INSTRUÇÃO: Reproduza as linhas abaixo trocando o nome "stadium floodlight" por "stadium light tower", sem alterar mais nada.

DADOS EXTRAÍDOS:
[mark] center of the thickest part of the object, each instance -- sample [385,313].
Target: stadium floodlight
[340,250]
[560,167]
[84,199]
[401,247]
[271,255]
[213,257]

RESULTADO DO EXERCÍCIO:
[mark] center of the thickest part of the object, each instance -- sample [385,313].
Target: stadium light tower
[340,250]
[560,167]
[84,199]
[401,247]
[271,255]
[213,257]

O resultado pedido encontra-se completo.